■ What the task requires
Copy out exactly the lines from the line containing "Put a marker on every instance of the horizon" to the end of the listing.

■ Provided records
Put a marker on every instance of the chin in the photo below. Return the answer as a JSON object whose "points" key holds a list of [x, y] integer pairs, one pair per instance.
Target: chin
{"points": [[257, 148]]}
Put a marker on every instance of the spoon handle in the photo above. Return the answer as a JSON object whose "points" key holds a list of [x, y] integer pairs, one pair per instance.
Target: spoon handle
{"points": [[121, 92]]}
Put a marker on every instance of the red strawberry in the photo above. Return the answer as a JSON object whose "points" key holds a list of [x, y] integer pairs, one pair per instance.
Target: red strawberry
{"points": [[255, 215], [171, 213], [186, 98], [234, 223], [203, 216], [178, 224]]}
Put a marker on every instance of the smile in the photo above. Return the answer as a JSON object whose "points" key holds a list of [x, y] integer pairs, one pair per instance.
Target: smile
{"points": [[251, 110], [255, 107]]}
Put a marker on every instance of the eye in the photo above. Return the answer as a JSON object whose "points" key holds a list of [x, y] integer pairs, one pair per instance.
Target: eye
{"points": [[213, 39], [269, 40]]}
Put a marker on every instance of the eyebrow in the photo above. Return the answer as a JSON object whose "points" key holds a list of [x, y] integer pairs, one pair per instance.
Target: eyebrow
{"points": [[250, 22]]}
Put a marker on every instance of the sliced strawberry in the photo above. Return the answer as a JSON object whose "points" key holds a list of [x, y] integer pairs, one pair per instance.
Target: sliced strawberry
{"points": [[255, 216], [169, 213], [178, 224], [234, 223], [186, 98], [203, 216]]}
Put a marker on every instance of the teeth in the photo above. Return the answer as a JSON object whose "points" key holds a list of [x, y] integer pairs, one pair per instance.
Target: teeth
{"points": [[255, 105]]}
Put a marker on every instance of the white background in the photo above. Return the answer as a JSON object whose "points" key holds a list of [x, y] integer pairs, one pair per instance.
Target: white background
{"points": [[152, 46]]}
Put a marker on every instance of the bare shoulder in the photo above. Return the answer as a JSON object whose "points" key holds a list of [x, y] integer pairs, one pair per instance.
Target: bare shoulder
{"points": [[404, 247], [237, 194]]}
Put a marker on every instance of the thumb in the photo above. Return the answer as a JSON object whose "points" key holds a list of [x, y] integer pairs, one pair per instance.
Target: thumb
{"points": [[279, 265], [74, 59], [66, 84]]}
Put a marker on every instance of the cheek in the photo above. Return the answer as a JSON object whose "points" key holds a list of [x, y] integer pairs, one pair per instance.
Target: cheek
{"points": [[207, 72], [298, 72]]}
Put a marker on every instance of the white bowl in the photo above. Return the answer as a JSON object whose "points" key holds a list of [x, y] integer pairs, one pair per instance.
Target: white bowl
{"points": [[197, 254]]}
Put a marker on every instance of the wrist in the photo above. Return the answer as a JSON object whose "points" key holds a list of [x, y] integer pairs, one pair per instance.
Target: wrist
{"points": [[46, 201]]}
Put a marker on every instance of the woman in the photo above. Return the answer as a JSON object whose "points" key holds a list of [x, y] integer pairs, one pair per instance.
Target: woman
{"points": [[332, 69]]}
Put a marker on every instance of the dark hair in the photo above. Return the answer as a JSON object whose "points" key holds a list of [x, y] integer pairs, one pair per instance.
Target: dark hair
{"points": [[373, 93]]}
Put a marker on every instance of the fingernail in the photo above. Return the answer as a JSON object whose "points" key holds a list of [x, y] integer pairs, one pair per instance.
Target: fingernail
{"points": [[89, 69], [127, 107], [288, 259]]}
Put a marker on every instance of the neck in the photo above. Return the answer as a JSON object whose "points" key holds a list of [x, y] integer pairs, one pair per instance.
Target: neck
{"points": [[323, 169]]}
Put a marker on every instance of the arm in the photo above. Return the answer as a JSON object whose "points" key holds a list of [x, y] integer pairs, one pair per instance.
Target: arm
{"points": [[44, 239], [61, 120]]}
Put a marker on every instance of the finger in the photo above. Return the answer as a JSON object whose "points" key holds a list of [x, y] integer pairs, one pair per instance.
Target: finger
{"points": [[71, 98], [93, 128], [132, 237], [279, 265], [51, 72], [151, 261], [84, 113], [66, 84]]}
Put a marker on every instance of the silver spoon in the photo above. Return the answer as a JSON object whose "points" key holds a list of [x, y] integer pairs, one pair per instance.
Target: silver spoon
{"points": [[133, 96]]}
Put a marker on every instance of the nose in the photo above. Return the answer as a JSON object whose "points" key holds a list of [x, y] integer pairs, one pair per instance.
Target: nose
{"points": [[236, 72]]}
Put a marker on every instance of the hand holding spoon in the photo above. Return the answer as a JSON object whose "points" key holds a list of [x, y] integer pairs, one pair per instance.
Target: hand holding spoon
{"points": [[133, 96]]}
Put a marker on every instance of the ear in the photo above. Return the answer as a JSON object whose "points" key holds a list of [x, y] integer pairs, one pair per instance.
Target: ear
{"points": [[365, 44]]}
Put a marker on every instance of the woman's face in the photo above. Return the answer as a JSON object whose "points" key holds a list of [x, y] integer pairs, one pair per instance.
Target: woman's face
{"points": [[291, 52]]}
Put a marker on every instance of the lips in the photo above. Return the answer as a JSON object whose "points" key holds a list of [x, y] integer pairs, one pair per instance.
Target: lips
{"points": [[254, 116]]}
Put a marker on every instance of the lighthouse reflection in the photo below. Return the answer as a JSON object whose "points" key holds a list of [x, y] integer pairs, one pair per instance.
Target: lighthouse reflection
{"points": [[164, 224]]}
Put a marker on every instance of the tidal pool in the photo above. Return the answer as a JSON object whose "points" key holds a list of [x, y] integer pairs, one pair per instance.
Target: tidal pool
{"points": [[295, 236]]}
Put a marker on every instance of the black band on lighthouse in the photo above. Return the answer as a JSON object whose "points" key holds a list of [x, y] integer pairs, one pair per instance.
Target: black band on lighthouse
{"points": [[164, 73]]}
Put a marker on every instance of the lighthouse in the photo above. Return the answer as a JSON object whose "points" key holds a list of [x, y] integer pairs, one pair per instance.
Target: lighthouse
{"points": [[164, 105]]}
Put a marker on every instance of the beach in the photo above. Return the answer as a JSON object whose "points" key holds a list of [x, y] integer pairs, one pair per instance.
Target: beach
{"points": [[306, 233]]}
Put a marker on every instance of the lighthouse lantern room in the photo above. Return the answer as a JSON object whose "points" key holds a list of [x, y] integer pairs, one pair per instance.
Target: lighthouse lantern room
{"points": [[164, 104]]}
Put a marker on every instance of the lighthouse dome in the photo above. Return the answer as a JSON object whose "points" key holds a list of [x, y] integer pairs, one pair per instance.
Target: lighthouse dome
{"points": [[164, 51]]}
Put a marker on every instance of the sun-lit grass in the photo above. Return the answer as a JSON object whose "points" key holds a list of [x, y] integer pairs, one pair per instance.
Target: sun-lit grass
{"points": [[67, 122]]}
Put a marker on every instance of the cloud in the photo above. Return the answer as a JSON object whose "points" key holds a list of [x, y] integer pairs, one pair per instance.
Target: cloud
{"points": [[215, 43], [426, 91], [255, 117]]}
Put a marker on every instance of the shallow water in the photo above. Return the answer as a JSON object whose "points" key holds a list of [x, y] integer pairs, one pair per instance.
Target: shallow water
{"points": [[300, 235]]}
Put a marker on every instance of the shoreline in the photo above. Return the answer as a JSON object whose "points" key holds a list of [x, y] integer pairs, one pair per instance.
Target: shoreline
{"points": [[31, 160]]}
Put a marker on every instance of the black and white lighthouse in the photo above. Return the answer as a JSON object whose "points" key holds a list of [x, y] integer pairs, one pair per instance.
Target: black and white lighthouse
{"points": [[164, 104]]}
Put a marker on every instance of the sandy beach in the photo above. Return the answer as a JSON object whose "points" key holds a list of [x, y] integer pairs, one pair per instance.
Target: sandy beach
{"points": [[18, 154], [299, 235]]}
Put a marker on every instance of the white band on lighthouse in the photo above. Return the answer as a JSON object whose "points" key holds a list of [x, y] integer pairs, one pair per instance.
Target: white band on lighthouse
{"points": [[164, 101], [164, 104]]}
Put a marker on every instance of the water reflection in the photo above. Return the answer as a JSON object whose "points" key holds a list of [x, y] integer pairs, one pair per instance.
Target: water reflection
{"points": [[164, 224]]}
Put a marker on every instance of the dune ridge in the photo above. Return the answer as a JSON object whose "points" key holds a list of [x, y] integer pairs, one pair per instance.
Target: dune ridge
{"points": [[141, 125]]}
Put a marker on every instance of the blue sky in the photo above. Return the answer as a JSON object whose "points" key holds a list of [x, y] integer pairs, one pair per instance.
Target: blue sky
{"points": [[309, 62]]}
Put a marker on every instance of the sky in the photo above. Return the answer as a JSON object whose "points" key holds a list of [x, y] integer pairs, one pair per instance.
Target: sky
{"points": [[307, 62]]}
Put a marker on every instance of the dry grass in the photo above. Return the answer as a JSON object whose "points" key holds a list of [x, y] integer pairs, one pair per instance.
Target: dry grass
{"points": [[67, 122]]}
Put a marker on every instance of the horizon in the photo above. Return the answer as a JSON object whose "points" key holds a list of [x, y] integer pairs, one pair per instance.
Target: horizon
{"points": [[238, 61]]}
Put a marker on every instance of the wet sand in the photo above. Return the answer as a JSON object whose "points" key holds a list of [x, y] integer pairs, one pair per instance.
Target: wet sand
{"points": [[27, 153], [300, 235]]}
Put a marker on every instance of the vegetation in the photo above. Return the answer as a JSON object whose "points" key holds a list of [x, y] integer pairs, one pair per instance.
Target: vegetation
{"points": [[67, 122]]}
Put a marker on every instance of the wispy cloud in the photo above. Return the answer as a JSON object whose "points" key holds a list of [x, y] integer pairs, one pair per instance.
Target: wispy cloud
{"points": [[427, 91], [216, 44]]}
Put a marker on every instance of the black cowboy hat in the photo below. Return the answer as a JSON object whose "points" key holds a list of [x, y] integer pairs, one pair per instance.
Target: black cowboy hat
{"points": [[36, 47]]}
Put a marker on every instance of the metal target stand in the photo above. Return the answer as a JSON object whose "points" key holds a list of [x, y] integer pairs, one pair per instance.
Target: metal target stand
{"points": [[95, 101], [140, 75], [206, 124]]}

■ Answer to this problem
Put a marker on every instance of the horizon in the photo above. Return the answer as a JSON object whose "points" key holds a list of [x, y] integer pairs, one pair per instance.
Target: horizon
{"points": [[238, 61]]}
Put a marker on every instance of the wet sand in the photo above. Return the answer as a JSON object whose "points" key holds a list of [x, y] integer pairs, one pair per instance.
Target: wet sand
{"points": [[27, 153], [300, 235]]}
Put a marker on every instance of the vegetation in the photo above. Return the answer as a JSON object whose "points" key holds a list of [x, y] integer pairs, one pair per instance.
Target: vegetation
{"points": [[67, 122]]}
Put a marker on every instance of the wispy cloud in the photo above. Return the answer as a JSON object whose "points" key holds a list of [x, y] integer pairs, one pair per instance.
Target: wispy cloud
{"points": [[427, 91], [216, 44]]}
Put a marker on every instance of the black cowboy hat in the photo below. Return the answer as a JSON object whose "points" key holds a list of [x, y] integer pairs, one pair per instance.
Target: black cowboy hat
{"points": [[36, 47]]}
Put a marker on every instance of the metal target stand in the photo above. Return the answer as a JSON object whose "points" key holds a list of [x, y] integer pairs, one pair per instance.
Target: metal target stand
{"points": [[95, 101], [140, 75], [206, 124]]}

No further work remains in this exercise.